-- EXERCISE REQUIREMENTS --
Go through the data and retrieve each line that includes the string "reactor".

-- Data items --
<<<<
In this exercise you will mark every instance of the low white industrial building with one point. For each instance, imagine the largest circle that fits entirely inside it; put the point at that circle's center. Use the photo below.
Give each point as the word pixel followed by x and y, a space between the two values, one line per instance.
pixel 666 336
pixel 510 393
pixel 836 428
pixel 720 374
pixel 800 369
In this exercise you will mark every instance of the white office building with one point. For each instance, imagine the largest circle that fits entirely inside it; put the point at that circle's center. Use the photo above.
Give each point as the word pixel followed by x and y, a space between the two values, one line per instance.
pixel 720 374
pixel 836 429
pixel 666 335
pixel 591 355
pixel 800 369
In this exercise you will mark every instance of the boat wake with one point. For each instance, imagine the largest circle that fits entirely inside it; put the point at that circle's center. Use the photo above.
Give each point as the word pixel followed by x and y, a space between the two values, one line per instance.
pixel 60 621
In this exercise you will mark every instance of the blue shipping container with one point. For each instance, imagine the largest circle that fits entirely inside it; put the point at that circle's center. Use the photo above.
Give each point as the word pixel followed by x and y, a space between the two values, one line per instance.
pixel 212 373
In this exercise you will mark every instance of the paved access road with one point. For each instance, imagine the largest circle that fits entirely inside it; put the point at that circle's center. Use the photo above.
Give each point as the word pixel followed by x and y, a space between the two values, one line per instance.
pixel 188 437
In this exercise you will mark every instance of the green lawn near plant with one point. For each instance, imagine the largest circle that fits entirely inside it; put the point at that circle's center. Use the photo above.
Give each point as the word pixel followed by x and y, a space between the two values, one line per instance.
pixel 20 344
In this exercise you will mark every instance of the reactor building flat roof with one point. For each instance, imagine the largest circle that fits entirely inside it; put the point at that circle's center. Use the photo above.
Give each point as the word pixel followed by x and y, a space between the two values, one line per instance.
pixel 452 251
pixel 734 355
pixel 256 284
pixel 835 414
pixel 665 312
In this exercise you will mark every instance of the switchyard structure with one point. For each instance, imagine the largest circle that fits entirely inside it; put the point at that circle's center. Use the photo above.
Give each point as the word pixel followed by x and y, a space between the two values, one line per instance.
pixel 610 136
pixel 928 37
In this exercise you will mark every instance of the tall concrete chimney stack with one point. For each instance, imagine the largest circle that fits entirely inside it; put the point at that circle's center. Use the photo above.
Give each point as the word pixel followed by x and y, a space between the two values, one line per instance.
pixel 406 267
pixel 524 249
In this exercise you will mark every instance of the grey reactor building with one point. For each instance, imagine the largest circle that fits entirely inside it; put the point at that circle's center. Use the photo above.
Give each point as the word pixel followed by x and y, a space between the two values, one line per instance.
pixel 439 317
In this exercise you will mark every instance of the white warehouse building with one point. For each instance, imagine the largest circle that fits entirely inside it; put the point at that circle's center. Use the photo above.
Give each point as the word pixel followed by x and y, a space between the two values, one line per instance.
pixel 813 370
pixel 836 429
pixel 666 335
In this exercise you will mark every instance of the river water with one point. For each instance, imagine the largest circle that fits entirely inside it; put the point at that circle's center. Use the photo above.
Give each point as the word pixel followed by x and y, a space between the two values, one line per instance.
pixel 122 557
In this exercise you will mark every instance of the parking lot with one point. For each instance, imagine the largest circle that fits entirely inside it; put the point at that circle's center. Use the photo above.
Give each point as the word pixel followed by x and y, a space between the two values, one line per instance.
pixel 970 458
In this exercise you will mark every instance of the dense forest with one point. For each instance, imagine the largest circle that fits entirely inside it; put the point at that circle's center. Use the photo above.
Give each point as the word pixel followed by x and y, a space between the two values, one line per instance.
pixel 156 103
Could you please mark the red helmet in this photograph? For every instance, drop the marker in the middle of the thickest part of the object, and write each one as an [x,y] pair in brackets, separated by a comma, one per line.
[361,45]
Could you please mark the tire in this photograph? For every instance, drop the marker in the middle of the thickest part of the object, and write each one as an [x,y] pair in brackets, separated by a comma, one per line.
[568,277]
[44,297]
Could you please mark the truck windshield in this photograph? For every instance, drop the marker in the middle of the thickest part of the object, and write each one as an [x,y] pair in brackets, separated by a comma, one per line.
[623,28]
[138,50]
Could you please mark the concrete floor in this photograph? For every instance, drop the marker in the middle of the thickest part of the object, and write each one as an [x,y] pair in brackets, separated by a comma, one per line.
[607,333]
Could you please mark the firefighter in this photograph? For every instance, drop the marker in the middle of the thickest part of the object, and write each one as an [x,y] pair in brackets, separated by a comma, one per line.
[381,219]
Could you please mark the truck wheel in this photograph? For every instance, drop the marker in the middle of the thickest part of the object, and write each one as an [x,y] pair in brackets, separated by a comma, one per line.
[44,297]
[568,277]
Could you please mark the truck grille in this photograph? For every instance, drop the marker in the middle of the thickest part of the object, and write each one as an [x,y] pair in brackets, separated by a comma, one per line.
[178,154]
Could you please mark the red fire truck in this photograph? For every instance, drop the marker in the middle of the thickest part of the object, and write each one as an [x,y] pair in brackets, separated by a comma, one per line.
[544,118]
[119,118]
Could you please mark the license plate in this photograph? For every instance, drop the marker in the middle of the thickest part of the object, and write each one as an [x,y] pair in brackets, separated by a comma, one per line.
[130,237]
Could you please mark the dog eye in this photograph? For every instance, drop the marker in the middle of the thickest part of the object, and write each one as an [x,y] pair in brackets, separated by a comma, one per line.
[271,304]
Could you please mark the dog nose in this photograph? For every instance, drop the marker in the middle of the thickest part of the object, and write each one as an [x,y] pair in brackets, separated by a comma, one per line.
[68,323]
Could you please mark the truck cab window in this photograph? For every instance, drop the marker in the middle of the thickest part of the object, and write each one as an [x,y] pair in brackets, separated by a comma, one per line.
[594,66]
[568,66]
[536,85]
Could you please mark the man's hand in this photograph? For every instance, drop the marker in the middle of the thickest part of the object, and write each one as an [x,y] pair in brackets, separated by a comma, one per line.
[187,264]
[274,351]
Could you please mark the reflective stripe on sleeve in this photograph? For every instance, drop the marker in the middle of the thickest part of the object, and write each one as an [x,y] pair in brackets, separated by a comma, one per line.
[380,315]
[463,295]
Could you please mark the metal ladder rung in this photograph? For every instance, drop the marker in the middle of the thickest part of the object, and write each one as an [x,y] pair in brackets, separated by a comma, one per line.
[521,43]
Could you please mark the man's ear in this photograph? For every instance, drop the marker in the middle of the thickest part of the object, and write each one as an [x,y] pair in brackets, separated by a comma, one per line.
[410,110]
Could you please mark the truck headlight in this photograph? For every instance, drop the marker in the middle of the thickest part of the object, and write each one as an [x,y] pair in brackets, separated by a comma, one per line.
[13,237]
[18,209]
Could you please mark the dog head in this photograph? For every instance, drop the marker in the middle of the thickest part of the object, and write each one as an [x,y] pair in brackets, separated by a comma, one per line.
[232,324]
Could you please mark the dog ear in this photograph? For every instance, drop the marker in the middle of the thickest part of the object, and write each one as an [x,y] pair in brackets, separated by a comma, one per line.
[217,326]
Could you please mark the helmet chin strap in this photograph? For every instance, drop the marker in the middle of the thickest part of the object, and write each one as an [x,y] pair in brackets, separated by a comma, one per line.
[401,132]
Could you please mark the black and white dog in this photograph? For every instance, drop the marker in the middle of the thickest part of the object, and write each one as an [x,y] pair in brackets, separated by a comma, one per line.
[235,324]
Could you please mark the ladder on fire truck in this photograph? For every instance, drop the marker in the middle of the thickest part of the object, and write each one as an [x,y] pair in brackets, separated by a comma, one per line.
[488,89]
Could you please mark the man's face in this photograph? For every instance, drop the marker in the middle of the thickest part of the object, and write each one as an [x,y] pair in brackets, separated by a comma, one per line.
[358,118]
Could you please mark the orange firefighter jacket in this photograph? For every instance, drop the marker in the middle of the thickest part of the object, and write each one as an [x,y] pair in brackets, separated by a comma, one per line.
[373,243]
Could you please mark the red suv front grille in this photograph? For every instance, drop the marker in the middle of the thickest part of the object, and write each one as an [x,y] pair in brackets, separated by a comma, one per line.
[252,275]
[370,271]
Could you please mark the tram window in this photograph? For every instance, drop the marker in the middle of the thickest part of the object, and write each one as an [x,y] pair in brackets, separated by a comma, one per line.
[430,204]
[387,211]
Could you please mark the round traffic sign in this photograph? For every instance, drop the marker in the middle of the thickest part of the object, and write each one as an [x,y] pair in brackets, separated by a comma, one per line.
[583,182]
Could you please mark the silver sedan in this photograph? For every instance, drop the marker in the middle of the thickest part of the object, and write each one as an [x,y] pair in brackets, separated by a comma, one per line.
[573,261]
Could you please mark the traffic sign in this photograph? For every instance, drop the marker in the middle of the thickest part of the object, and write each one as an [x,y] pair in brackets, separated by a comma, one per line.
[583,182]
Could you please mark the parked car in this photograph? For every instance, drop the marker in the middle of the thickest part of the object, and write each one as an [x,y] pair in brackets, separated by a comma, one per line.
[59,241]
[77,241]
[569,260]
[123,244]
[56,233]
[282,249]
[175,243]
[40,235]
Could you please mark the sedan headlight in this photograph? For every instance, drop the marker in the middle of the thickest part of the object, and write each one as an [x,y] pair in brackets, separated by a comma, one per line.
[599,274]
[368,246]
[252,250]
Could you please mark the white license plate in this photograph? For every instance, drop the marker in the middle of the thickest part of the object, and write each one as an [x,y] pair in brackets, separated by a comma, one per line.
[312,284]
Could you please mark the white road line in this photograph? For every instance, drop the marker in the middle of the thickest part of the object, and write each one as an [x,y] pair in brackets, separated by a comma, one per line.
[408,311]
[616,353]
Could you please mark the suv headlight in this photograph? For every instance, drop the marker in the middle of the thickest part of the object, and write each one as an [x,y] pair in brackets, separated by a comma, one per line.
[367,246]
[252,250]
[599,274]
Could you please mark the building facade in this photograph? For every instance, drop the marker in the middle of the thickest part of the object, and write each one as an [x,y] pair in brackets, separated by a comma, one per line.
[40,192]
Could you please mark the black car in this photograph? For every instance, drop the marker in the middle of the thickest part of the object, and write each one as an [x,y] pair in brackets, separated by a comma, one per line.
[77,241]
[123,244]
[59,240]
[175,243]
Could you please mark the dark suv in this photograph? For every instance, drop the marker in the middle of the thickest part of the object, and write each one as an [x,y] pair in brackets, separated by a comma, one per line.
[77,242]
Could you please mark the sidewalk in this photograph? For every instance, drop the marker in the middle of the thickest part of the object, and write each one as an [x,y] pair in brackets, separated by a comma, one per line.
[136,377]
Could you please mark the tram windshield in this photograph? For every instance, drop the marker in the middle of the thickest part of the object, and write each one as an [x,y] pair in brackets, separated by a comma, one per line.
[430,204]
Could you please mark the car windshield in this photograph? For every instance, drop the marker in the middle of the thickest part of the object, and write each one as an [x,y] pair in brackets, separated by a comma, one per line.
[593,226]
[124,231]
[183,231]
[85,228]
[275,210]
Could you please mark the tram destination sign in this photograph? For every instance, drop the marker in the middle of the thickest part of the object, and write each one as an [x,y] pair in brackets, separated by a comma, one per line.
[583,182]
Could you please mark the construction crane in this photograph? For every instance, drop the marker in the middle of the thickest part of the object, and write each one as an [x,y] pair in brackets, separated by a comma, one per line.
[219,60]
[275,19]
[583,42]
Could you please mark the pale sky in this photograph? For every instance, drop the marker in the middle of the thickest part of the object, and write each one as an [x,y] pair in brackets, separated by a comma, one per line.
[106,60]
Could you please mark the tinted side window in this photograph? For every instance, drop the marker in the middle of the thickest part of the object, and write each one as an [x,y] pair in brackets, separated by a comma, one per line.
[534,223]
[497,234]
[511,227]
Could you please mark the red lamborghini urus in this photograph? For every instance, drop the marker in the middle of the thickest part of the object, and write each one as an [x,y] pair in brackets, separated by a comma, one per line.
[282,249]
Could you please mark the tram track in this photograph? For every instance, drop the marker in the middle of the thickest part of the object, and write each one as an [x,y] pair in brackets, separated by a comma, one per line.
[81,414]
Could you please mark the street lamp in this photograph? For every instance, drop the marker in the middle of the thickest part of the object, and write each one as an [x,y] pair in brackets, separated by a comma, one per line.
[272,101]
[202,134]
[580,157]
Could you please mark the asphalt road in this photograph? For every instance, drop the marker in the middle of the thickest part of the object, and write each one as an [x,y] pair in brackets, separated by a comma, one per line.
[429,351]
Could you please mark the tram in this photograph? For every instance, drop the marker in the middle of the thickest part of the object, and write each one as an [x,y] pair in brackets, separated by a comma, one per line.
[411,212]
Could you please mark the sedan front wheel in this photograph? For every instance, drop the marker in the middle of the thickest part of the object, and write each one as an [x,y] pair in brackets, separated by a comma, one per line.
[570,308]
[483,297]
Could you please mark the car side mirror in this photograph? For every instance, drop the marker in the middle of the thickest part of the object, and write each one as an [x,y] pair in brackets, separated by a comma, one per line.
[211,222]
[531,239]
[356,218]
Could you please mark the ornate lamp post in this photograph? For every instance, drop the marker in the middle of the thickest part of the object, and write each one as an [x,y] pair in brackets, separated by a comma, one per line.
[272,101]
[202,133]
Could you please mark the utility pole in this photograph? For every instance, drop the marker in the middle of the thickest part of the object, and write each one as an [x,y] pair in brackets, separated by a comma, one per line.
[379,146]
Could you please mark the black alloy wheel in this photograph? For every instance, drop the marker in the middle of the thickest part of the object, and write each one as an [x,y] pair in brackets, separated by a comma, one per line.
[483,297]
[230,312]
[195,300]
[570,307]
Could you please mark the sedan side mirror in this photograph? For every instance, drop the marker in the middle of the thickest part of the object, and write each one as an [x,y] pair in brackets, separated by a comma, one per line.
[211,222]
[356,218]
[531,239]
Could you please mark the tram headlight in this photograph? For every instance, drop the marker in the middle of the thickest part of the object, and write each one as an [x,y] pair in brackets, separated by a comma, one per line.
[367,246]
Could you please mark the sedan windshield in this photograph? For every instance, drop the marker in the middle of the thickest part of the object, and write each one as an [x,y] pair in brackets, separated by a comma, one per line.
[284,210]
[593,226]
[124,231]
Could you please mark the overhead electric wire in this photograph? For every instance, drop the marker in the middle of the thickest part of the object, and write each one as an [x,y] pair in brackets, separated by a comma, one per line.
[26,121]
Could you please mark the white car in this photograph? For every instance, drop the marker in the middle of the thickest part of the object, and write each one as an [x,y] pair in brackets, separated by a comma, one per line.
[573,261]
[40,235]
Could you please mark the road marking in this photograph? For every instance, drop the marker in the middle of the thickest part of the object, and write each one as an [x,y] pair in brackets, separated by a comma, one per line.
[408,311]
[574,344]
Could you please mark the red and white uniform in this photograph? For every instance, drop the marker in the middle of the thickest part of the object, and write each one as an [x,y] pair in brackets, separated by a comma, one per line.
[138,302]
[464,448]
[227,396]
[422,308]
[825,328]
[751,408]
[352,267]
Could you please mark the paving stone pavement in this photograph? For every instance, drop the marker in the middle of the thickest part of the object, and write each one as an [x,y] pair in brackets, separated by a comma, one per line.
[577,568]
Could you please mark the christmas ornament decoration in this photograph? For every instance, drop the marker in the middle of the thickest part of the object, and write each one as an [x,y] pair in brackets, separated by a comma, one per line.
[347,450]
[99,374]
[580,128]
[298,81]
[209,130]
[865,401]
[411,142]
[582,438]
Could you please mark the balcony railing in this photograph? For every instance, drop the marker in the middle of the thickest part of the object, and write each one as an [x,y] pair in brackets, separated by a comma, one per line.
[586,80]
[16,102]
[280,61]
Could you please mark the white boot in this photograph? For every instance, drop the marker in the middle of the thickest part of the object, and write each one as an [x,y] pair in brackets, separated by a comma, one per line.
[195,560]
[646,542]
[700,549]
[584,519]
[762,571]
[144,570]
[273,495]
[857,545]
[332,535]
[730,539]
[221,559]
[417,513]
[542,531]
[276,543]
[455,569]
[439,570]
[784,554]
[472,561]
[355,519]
>>>>
-- RESPONSE --
In this exercise you will mark every instance of the reactor building flat roof with one point. For each instance, imagine the largest circle that fits entirely inside it; put the point at that circle's center. Use the photo above.
In this exercise you will mark every instance of the grey reactor building with one point. For each instance, imagine the largest circle that fits entirely inside it; put the point at that circle's center. Use the photo above.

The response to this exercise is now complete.